Assignment ::
Output the entries in full and verbatim, pictures omitted.
==== Material for the task ====
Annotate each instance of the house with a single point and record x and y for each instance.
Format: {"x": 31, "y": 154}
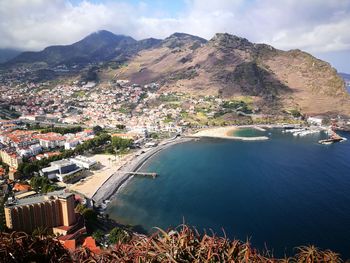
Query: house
{"x": 315, "y": 120}
{"x": 83, "y": 162}
{"x": 10, "y": 157}
{"x": 71, "y": 144}
{"x": 51, "y": 140}
{"x": 60, "y": 169}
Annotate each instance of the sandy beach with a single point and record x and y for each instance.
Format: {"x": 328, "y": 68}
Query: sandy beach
{"x": 225, "y": 133}
{"x": 109, "y": 164}
{"x": 119, "y": 176}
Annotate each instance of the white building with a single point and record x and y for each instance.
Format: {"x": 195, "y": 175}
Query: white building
{"x": 315, "y": 120}
{"x": 83, "y": 162}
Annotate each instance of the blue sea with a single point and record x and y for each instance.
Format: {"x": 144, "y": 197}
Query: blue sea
{"x": 280, "y": 193}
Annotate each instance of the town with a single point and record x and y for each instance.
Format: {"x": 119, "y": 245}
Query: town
{"x": 61, "y": 142}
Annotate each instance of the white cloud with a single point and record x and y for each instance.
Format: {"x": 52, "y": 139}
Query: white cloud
{"x": 312, "y": 25}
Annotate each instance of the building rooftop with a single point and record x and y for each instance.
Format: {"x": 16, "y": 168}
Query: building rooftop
{"x": 39, "y": 198}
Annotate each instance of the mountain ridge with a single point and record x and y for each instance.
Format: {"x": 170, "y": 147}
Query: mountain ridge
{"x": 225, "y": 66}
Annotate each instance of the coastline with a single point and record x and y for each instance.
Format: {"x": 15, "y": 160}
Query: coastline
{"x": 224, "y": 133}
{"x": 117, "y": 180}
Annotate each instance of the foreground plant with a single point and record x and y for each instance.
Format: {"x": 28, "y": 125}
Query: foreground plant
{"x": 183, "y": 244}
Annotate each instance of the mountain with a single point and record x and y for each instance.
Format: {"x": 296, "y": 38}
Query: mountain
{"x": 226, "y": 65}
{"x": 229, "y": 66}
{"x": 345, "y": 76}
{"x": 97, "y": 47}
{"x": 8, "y": 54}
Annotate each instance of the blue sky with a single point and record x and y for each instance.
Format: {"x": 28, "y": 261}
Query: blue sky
{"x": 320, "y": 27}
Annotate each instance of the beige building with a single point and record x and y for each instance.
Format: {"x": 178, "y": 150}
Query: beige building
{"x": 49, "y": 211}
{"x": 11, "y": 159}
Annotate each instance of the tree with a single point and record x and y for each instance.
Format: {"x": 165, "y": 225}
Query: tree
{"x": 98, "y": 236}
{"x": 118, "y": 235}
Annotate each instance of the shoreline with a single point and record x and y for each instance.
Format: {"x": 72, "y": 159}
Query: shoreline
{"x": 224, "y": 133}
{"x": 116, "y": 181}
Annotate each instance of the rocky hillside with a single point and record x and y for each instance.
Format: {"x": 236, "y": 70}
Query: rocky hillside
{"x": 230, "y": 66}
{"x": 227, "y": 66}
{"x": 97, "y": 47}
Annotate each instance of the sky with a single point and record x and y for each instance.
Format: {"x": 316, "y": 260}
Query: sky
{"x": 321, "y": 27}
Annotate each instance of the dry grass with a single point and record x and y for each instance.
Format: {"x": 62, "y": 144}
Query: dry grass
{"x": 183, "y": 244}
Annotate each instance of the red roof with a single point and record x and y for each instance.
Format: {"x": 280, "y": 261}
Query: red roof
{"x": 90, "y": 243}
{"x": 21, "y": 187}
{"x": 69, "y": 244}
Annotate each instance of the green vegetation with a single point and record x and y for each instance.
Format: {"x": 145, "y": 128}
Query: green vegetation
{"x": 119, "y": 145}
{"x": 2, "y": 213}
{"x": 42, "y": 184}
{"x": 179, "y": 245}
{"x": 98, "y": 236}
{"x": 90, "y": 217}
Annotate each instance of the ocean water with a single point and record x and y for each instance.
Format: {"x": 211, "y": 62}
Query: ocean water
{"x": 280, "y": 193}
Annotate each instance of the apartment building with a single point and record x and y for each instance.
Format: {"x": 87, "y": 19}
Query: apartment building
{"x": 49, "y": 211}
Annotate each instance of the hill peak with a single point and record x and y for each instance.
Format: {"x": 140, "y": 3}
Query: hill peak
{"x": 230, "y": 41}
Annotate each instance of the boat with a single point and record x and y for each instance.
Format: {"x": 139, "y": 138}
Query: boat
{"x": 332, "y": 139}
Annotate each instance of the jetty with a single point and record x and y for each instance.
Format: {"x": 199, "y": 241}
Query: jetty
{"x": 334, "y": 137}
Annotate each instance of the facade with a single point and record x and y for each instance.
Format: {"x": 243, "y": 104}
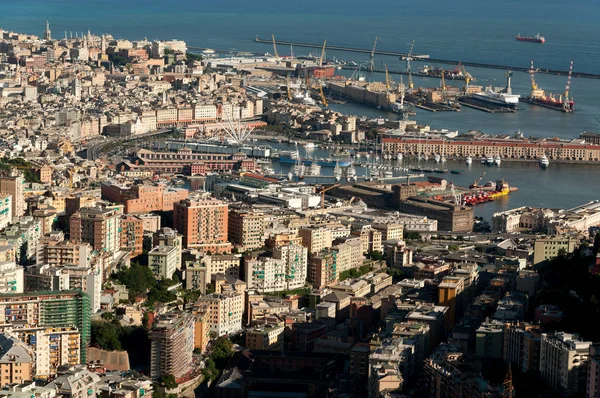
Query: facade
{"x": 246, "y": 229}
{"x": 97, "y": 226}
{"x": 203, "y": 221}
{"x": 563, "y": 361}
{"x": 225, "y": 311}
{"x": 172, "y": 345}
{"x": 14, "y": 186}
{"x": 267, "y": 337}
{"x": 66, "y": 309}
{"x": 323, "y": 269}
{"x": 163, "y": 261}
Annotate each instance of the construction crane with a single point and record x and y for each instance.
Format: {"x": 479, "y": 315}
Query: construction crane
{"x": 323, "y": 99}
{"x": 287, "y": 84}
{"x": 387, "y": 79}
{"x": 566, "y": 106}
{"x": 534, "y": 85}
{"x": 323, "y": 190}
{"x": 476, "y": 182}
{"x": 275, "y": 49}
{"x": 322, "y": 57}
{"x": 409, "y": 58}
{"x": 372, "y": 57}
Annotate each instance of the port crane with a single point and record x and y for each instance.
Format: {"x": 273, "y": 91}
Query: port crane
{"x": 322, "y": 57}
{"x": 409, "y": 58}
{"x": 323, "y": 190}
{"x": 277, "y": 60}
{"x": 566, "y": 106}
{"x": 477, "y": 181}
{"x": 372, "y": 57}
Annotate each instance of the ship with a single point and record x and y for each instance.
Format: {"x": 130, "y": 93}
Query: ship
{"x": 539, "y": 97}
{"x": 535, "y": 39}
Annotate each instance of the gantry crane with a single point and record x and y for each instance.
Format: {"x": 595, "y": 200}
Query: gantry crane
{"x": 323, "y": 190}
{"x": 322, "y": 57}
{"x": 275, "y": 49}
{"x": 409, "y": 58}
{"x": 566, "y": 106}
{"x": 372, "y": 57}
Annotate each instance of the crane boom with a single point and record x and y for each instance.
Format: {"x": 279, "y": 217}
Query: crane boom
{"x": 275, "y": 49}
{"x": 322, "y": 58}
{"x": 372, "y": 57}
{"x": 532, "y": 74}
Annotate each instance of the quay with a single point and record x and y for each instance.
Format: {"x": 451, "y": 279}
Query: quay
{"x": 548, "y": 71}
====
Output for this task ::
Annotate each instance of the house with a single point and record x and y for each instance.
Format: {"x": 31, "y": 154}
Query: house
{"x": 315, "y": 120}
{"x": 83, "y": 162}
{"x": 10, "y": 157}
{"x": 71, "y": 144}
{"x": 51, "y": 140}
{"x": 60, "y": 169}
Annotate each instance of the sandy beach with a single point and record x and y for each instance.
Format: {"x": 328, "y": 68}
Query: sandy beach
{"x": 225, "y": 133}
{"x": 109, "y": 164}
{"x": 119, "y": 176}
Annotate each instance of the white building with a single point and record x and y for each instance.
Format: {"x": 195, "y": 175}
Query: white building
{"x": 315, "y": 120}
{"x": 83, "y": 162}
Annotate each instance of the blue sea with a single point and record x and y for each instance.
Format: {"x": 144, "y": 197}
Query: blue sea
{"x": 280, "y": 193}
Annotate each instance of the town with a single point and record x and y for each instance.
Format: {"x": 119, "y": 245}
Query: town
{"x": 61, "y": 142}
Annotate each instance of the white cloud with a single point and record x and y for each instance.
Format: {"x": 52, "y": 139}
Query: white cloud
{"x": 312, "y": 25}
Annotate each instance of the building rooftop with a single point and record x and y for each instance.
Format: {"x": 16, "y": 168}
Query: building rooftop
{"x": 39, "y": 198}
Annotate each instance of the mountain ridge with a single point and record x and y for each instance.
Format: {"x": 170, "y": 147}
Query: mountain ridge
{"x": 225, "y": 66}
Annotate each instance of the coastline with a single point and record x and y for each instance.
Format: {"x": 15, "y": 160}
Query: coastline
{"x": 224, "y": 133}
{"x": 117, "y": 180}
Annotate each instance of the foreground plant with a single point and record x and y for each instance.
Format: {"x": 28, "y": 125}
Query: foreground plant
{"x": 183, "y": 244}
Annotate each instance of the mountain with a single point and record x and y for each instance.
Format: {"x": 296, "y": 38}
Query: mountain
{"x": 226, "y": 65}
{"x": 229, "y": 66}
{"x": 345, "y": 76}
{"x": 97, "y": 47}
{"x": 8, "y": 54}
Annotate each instance of the blue sky with a single point and record x and y for each instance.
Format: {"x": 28, "y": 261}
Query: blue sky
{"x": 320, "y": 27}
Annotate each instance of the beige building with a single point and record x and y for each instance.
Format: {"x": 178, "y": 150}
Query: beige building
{"x": 49, "y": 211}
{"x": 11, "y": 159}
Annotate each instance of the tree with a single point and record x and y for each instance.
Format: {"x": 165, "y": 225}
Query: tree
{"x": 98, "y": 236}
{"x": 118, "y": 235}
Annotate each instance of the shoreline with a single point and record x and y for each instance.
Format: {"x": 72, "y": 159}
Query: shoreline
{"x": 224, "y": 133}
{"x": 116, "y": 181}
Annotate each instance of the rocky hillside with a single point and record x and y for each instance.
Format: {"x": 236, "y": 70}
Query: rocky hillside
{"x": 230, "y": 66}
{"x": 227, "y": 66}
{"x": 97, "y": 47}
Annotate each instance of the sky with a single point and record x and y for each instance.
Format: {"x": 316, "y": 260}
Query: sky
{"x": 321, "y": 27}
Annotate each instance of the dry grass with a single point and record x and y for each instance.
Format: {"x": 62, "y": 144}
Query: dry grass
{"x": 183, "y": 244}
Annotate each instance of the red roof with a single point and record x and y for each instance.
Format: {"x": 280, "y": 261}
Query: red roof
{"x": 90, "y": 243}
{"x": 21, "y": 187}
{"x": 69, "y": 244}
Annotate each instance of the green vegetation with a single point and record x and y for each instance.
Format: {"x": 145, "y": 128}
Query: green vegetation
{"x": 119, "y": 145}
{"x": 2, "y": 213}
{"x": 42, "y": 184}
{"x": 179, "y": 245}
{"x": 98, "y": 236}
{"x": 90, "y": 217}
Annotate each instance of the ocean water with a single point and record x and y for each instance.
Format: {"x": 211, "y": 62}
Query: ocean water
{"x": 280, "y": 193}
Annotate each instance of the apartment building with a single point and record x and y for each instance.
Format: {"x": 87, "y": 19}
Query: apartment building
{"x": 49, "y": 211}
Annotate each instance of the hill peak with a single point and record x and y for each instance.
Format: {"x": 140, "y": 3}
Query: hill peak
{"x": 230, "y": 41}
Annotate each instance of the boat with a single point and record x and y for each instance.
Format: {"x": 139, "y": 138}
Query: boat
{"x": 332, "y": 139}
Annotate each instance of the jetty with a single point and record x and y for each instance.
Format: {"x": 199, "y": 241}
Query: jetty
{"x": 334, "y": 137}
Annotate each instance of the facade with a single point and record x and y for each instance.
Format: {"x": 243, "y": 104}
Query: facade
{"x": 246, "y": 229}
{"x": 97, "y": 226}
{"x": 203, "y": 221}
{"x": 563, "y": 361}
{"x": 225, "y": 311}
{"x": 172, "y": 345}
{"x": 14, "y": 186}
{"x": 267, "y": 337}
{"x": 66, "y": 309}
{"x": 323, "y": 269}
{"x": 163, "y": 261}
Annotate each instance of the construction crane with a single point and record x and y for each instance.
Format: {"x": 479, "y": 315}
Query: construction crane
{"x": 323, "y": 99}
{"x": 287, "y": 84}
{"x": 387, "y": 79}
{"x": 566, "y": 106}
{"x": 534, "y": 85}
{"x": 323, "y": 190}
{"x": 476, "y": 182}
{"x": 275, "y": 49}
{"x": 322, "y": 57}
{"x": 409, "y": 58}
{"x": 372, "y": 57}
Annotate each instance of the port crane with a single point and record x and y for each instance.
Format: {"x": 273, "y": 91}
Query: port crane
{"x": 322, "y": 57}
{"x": 409, "y": 58}
{"x": 323, "y": 190}
{"x": 277, "y": 60}
{"x": 566, "y": 106}
{"x": 477, "y": 181}
{"x": 372, "y": 57}
Annotate each instance of the ship with a single point and record x and y for each instance.
Format: {"x": 130, "y": 93}
Query: ship
{"x": 539, "y": 97}
{"x": 535, "y": 39}
Annotate each instance of the gantry crane with a single point and record x and y for each instance.
Format: {"x": 595, "y": 200}
Query: gantry crane
{"x": 323, "y": 190}
{"x": 322, "y": 57}
{"x": 275, "y": 49}
{"x": 409, "y": 58}
{"x": 566, "y": 106}
{"x": 372, "y": 57}
Annotate each instance of the crane boom with a single point and record x and y for each instance.
Format: {"x": 279, "y": 217}
Query: crane boom
{"x": 275, "y": 49}
{"x": 322, "y": 58}
{"x": 372, "y": 57}
{"x": 532, "y": 74}
Annotate each instance of the quay with a single point and record x and y for each instance.
Format: {"x": 451, "y": 279}
Query: quay
{"x": 548, "y": 71}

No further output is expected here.